-
Notifications
You must be signed in to change notification settings - Fork 9
Corona Overview
This overview walks you through the Corona REST endpoint APIs. It's designed to be a quick read, with frequent links to Corona wiki pages for more details. If you do nothing but read this overview you'll get an understanding of what Corona can do; if you want to actually do those things you should follow the links.
To start with, Corona assumes three job roles for individuals:
-
The developer. This person does the day to day programming against the Corona endpoints. They're a pro with Java, .NET, Ruby, or some other language, and the Corona documentation is the only exposure they have to MarkLogic.
-
The developer admin. This person controls Corona's administrative settings. For example, they adjust current query settings, any stored transformations which may be called, and index settings. They do this via Corona endpoints separate from those available to the regular developer. They do not access MarkLogic's administrative port 8001.
-
The database admin. This person installs MarkLogic, and uses port 8001 to manage forests, system uptime, and get Corona installed and started. They're the classic IT database administrator, often not a programmer.
This overview assumes you're a developer or developer admin.
Corona stores XML, JSON, text and binary documents. There are four web endpoints for CRUD operations:
Each document can have certain metadata:
-
A Name - a unique name, with a leading slash, additional slashes place the document in a directory hierarchy
-
Permissions - security rules for what roles can view and modify the document; users and roles are managed by the database administrator
-
Properties - key-value metadata for the document
-
Collections - named grouping for documents, as an alternative to directories based on the name
-
A Quality - An integer representing the intrinsic relevance of a document in a search
-
Extracted text and other metadata - For binaries, such as when inserting a JPEG the EXIF data will be extracted as metadata
At present time Corona does not allow for modification other than full document replacement. This feature is planned for the future.
--
*Set of tasks*.
- A) According to the Corona overview, which port does the database admin use to manage forests and system uptime?
- B) Find each line in the records that contains the string "standing", treating uppercase and lowercase as different, and copy those lines.

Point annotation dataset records
--
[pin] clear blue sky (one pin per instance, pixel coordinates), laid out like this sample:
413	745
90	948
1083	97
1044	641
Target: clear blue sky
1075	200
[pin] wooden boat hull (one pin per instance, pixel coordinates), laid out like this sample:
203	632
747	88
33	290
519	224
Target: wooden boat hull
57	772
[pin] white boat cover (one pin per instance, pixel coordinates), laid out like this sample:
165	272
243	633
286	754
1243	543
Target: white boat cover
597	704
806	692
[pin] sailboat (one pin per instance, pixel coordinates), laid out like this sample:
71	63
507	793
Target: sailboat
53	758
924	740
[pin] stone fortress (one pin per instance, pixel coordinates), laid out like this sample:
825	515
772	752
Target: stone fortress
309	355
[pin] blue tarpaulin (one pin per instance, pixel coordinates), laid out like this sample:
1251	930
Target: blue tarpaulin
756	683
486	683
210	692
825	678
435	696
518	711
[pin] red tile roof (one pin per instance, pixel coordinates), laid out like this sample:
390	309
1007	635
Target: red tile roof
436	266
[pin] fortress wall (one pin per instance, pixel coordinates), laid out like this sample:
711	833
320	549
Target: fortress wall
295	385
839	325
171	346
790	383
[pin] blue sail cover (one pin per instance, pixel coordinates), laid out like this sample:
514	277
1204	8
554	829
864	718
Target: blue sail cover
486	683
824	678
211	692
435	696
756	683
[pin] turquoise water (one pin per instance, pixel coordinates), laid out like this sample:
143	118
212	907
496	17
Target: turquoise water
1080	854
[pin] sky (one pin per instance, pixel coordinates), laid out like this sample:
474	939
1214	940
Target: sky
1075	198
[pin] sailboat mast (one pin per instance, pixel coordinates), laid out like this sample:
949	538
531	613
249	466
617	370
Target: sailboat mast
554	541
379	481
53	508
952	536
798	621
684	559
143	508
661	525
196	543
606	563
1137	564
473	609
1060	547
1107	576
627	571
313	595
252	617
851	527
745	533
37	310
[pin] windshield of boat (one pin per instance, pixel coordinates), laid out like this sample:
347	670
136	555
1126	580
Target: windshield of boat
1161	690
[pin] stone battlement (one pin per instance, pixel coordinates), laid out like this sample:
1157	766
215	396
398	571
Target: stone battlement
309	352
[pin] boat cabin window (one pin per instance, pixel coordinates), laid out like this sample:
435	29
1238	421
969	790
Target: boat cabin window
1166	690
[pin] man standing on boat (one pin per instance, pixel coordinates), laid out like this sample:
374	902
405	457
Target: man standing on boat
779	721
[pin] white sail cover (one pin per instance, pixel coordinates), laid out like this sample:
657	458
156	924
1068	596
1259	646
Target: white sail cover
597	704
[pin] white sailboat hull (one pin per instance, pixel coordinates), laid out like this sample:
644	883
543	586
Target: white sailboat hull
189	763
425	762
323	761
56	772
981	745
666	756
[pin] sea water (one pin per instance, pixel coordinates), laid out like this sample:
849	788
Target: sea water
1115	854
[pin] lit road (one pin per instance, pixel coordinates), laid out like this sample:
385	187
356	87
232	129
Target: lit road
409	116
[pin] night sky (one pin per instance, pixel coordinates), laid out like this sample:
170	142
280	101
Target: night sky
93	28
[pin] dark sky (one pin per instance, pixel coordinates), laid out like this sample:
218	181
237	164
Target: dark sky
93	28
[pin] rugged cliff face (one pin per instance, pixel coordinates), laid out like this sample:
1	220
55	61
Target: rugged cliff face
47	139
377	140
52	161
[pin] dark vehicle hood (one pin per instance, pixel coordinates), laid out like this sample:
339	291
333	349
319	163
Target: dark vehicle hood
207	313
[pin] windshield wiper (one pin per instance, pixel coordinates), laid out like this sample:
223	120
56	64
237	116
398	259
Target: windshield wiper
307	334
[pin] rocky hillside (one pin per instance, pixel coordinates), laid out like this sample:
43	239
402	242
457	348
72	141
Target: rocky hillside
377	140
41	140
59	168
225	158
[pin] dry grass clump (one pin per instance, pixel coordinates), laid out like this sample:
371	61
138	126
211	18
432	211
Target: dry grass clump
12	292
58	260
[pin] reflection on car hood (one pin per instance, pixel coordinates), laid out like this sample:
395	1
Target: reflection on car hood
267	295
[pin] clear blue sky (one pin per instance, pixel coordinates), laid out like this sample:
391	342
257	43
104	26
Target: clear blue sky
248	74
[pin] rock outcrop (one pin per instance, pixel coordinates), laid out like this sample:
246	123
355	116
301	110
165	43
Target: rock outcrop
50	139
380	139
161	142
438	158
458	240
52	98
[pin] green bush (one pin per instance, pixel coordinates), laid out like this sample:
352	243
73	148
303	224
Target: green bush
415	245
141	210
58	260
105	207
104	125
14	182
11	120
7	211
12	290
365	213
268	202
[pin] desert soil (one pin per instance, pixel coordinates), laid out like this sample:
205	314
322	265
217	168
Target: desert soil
--
*Written responses*.
- A) Port 8001.

- B)
[pin] man standing on boat (one pin per instance, pixel coordinates), laid out like this sample:
Target: man standing on boat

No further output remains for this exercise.